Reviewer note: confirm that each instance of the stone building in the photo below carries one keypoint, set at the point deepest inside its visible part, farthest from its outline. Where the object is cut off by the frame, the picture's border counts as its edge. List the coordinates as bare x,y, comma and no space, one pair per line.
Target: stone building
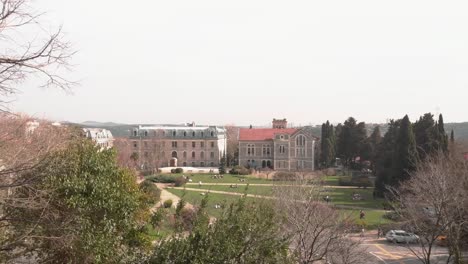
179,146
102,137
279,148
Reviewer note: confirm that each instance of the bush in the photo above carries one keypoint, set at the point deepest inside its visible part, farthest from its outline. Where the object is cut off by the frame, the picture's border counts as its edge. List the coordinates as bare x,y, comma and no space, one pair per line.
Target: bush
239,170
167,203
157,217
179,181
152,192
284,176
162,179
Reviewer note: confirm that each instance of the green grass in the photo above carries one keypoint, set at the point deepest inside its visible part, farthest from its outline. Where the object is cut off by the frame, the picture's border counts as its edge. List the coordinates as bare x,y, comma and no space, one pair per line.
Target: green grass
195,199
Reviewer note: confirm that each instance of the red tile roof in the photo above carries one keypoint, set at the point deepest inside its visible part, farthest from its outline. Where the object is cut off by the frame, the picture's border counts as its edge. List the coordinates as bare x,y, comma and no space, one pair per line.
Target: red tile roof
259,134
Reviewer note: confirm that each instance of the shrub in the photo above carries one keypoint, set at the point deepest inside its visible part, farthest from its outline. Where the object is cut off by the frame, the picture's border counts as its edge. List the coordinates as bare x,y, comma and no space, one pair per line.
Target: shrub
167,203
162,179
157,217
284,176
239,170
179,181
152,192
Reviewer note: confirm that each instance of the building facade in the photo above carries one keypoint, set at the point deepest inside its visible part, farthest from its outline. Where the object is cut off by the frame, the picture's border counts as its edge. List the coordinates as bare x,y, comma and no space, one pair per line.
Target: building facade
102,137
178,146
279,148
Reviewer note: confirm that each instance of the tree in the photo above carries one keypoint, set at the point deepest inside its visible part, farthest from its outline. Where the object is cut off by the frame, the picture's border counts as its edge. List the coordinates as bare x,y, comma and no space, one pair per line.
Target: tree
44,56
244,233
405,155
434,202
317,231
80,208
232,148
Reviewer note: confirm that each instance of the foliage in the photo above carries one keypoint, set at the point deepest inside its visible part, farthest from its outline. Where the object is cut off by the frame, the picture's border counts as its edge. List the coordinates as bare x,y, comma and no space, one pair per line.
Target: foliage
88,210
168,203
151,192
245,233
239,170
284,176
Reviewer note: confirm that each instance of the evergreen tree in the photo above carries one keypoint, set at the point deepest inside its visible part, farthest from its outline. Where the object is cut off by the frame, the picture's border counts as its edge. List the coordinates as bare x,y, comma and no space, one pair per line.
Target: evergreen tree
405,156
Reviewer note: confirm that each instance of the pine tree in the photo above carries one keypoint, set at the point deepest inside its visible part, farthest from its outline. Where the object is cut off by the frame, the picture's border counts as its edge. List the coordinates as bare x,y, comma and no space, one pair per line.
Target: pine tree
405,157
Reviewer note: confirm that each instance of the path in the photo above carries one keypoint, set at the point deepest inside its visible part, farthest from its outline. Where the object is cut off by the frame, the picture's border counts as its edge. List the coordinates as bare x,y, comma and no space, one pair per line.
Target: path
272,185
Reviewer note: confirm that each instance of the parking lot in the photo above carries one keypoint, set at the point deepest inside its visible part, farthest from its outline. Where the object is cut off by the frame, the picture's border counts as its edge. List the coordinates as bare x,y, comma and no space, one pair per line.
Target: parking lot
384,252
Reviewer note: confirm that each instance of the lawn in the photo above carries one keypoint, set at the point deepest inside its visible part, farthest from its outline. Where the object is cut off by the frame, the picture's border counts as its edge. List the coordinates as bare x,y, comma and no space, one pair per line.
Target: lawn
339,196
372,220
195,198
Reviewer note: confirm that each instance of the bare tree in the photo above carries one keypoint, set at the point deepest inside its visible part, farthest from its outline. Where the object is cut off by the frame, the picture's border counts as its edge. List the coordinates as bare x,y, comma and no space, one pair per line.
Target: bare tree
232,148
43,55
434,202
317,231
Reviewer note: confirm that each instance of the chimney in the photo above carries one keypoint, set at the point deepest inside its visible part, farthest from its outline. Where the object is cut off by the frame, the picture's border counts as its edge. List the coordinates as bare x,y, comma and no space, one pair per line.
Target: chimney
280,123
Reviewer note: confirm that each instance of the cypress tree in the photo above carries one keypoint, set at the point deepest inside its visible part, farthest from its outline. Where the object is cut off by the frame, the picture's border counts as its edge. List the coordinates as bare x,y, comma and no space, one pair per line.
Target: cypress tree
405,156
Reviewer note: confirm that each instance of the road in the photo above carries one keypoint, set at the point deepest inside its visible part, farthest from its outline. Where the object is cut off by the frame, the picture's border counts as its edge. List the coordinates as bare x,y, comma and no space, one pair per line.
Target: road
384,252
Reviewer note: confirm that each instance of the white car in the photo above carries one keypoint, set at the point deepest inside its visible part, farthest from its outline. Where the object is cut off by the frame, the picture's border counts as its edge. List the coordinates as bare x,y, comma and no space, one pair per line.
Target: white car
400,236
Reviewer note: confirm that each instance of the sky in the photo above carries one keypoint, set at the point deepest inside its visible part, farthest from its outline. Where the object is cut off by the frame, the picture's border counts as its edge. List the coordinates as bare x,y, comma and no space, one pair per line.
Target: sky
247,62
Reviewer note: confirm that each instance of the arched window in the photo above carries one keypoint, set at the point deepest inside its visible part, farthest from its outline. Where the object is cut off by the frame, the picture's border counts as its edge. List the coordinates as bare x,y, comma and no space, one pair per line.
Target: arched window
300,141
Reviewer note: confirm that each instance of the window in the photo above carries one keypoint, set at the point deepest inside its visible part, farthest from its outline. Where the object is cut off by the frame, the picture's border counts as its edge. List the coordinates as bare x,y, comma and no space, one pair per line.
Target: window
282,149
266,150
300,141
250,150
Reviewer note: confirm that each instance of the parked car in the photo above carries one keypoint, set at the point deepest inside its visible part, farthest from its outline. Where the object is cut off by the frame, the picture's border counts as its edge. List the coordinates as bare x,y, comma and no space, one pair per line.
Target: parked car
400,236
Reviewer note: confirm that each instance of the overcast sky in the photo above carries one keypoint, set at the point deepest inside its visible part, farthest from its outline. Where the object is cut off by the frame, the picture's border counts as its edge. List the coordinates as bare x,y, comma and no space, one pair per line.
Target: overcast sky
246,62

* * *

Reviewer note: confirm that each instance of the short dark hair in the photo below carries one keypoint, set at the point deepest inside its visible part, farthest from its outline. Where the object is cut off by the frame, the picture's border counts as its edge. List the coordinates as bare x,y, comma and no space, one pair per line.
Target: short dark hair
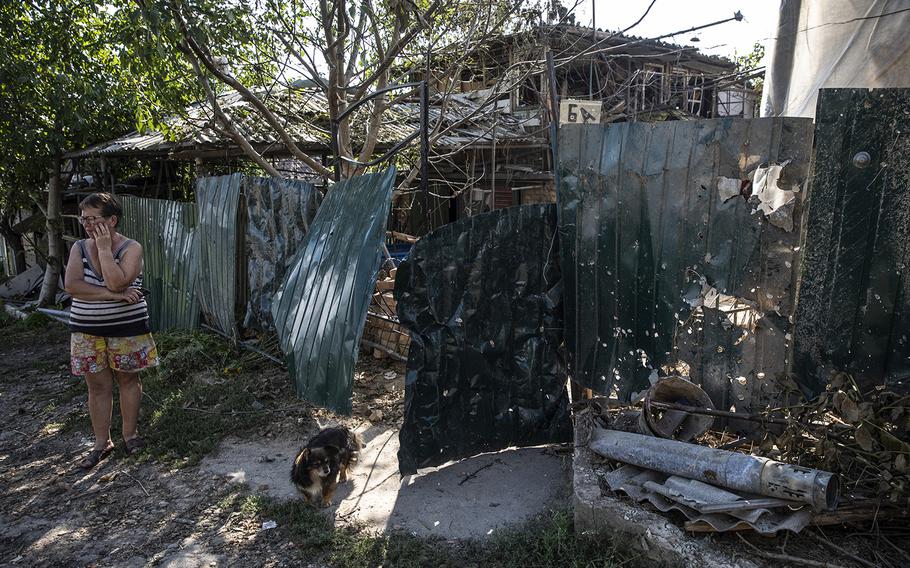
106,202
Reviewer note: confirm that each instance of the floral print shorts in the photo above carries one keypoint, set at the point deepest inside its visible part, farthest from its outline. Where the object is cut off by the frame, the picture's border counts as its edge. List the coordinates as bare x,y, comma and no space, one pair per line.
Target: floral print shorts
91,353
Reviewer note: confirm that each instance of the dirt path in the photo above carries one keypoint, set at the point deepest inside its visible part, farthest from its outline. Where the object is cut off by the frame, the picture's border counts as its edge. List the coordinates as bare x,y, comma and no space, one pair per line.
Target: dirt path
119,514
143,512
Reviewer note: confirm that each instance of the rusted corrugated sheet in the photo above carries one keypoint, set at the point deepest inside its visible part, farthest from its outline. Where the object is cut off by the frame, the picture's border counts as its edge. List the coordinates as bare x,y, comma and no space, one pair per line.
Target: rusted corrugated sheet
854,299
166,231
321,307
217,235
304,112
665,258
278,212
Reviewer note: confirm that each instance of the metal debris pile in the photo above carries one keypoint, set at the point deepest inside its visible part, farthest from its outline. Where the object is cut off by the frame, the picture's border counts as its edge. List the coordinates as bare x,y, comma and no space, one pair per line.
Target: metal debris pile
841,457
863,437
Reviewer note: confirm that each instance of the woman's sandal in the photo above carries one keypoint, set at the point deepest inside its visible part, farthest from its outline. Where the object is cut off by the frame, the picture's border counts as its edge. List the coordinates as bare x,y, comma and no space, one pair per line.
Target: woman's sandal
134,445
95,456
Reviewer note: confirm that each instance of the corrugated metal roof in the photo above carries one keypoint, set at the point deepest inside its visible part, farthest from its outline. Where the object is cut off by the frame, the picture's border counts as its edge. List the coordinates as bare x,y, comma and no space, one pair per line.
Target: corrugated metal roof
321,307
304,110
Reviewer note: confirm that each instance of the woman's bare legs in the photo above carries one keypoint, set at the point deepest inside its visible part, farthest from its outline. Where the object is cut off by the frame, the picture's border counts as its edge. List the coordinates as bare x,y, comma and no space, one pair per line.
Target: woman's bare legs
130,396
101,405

--

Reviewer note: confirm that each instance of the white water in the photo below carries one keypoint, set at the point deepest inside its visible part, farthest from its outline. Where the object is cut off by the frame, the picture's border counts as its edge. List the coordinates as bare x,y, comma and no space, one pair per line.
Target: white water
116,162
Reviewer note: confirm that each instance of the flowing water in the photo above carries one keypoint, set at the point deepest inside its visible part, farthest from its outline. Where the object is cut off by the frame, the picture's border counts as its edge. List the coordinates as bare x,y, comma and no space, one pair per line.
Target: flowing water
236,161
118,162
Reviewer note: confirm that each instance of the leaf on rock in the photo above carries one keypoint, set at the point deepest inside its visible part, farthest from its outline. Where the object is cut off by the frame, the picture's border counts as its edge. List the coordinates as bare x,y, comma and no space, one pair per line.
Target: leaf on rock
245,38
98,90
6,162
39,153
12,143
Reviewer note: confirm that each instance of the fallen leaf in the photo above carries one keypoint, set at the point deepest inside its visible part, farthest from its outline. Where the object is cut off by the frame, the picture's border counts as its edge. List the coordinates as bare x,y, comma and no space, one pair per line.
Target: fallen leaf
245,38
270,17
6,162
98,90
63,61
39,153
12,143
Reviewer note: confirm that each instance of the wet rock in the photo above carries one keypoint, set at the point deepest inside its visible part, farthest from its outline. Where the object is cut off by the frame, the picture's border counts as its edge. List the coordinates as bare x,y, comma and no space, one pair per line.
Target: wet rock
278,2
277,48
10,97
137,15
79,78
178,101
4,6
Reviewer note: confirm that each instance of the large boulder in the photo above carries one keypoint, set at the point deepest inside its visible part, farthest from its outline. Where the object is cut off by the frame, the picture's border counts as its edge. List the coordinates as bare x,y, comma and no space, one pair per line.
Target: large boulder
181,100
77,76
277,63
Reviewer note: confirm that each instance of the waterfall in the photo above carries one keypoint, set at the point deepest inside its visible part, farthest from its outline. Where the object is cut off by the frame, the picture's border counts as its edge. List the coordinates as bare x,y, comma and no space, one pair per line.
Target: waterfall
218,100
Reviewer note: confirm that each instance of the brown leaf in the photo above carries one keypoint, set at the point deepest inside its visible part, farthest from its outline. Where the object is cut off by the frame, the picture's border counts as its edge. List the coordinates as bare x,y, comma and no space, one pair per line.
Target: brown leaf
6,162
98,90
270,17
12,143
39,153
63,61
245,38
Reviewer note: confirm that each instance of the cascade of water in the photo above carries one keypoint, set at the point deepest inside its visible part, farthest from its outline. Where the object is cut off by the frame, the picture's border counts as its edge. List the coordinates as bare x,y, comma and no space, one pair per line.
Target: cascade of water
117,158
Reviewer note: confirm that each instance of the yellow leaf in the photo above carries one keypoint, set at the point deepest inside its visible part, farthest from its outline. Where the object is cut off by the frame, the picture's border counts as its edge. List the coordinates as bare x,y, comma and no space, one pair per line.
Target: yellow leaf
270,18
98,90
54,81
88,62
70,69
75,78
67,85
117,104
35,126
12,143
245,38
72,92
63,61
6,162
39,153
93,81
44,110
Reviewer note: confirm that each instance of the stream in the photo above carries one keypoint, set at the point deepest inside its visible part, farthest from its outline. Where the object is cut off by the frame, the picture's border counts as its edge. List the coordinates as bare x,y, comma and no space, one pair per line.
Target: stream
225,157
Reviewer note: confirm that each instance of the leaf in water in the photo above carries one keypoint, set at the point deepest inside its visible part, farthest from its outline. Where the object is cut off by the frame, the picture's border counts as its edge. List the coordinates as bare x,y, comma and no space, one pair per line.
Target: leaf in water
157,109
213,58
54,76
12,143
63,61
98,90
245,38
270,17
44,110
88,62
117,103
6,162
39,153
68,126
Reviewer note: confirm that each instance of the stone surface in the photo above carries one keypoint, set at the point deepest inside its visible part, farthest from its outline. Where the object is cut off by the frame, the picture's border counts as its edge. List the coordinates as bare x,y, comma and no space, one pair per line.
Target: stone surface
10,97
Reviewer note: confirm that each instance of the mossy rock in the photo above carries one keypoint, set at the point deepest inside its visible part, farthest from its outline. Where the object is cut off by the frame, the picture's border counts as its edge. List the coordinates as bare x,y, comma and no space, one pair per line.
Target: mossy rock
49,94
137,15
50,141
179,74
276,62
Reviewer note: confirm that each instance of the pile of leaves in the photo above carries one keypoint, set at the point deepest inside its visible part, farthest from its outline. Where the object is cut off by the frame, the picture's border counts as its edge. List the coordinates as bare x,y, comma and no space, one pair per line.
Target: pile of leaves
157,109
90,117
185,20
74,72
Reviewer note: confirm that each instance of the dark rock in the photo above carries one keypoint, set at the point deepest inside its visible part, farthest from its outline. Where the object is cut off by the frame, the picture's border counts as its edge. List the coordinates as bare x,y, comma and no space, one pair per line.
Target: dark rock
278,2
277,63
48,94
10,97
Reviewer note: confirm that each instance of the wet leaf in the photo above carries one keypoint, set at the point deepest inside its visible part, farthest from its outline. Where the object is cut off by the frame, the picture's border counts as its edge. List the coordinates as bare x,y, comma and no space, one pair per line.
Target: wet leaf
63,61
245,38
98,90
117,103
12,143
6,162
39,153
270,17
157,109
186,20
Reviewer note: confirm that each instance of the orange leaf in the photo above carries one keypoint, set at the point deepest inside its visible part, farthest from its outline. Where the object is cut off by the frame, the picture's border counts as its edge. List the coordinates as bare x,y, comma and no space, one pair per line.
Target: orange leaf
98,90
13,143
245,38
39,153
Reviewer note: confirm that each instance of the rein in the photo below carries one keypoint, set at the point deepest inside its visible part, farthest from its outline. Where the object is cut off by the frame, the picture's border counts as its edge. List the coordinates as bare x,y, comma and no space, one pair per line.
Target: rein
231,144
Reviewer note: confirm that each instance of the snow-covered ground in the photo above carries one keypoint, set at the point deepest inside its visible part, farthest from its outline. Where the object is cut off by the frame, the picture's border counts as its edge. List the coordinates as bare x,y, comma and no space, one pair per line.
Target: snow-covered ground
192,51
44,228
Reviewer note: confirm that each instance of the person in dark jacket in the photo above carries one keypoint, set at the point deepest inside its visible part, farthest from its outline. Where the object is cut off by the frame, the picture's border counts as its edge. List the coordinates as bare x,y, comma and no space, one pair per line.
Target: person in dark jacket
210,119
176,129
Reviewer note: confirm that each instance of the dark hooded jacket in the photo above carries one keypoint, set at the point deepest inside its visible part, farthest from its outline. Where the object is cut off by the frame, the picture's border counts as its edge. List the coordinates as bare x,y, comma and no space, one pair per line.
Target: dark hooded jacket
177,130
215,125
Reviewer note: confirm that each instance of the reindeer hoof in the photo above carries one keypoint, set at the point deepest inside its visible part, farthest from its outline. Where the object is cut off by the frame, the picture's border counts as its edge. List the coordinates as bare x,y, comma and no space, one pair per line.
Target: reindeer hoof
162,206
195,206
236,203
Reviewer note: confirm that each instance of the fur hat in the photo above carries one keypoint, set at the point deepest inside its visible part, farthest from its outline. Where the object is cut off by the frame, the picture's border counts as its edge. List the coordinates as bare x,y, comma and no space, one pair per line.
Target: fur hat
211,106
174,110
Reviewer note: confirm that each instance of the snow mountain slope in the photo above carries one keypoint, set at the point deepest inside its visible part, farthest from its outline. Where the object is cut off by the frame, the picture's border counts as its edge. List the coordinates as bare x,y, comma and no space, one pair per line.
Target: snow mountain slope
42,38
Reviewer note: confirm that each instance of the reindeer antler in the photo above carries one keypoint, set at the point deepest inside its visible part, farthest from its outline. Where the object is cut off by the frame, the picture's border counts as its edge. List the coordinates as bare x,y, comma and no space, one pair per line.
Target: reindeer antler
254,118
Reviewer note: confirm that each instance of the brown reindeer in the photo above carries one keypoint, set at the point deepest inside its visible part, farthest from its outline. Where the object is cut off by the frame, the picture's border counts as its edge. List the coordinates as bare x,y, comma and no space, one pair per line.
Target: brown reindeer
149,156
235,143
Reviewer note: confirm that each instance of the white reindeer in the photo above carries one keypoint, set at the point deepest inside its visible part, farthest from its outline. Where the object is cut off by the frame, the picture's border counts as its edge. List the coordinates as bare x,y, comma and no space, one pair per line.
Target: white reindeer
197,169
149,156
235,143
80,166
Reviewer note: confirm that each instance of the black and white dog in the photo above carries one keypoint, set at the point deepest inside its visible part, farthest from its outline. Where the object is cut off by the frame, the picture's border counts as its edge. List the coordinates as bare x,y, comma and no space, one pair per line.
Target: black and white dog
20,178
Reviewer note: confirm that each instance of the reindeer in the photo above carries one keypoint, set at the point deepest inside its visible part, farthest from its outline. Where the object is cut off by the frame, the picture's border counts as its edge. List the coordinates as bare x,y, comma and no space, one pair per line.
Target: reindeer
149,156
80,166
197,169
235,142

Goal of the exercise → Show each row above that contains "cypress". Case matters.

Task answer →
Reviewer note: confirm that each instance of the cypress tree in the photo above carries one keypoint, set at the point deepest inside its visible part, farthest from its outline. Where the object is cut off by the frame, the picture's border counts as its edge. List the coordinates as bare x,y, comma and no space, one pair per line.
Target: cypress tree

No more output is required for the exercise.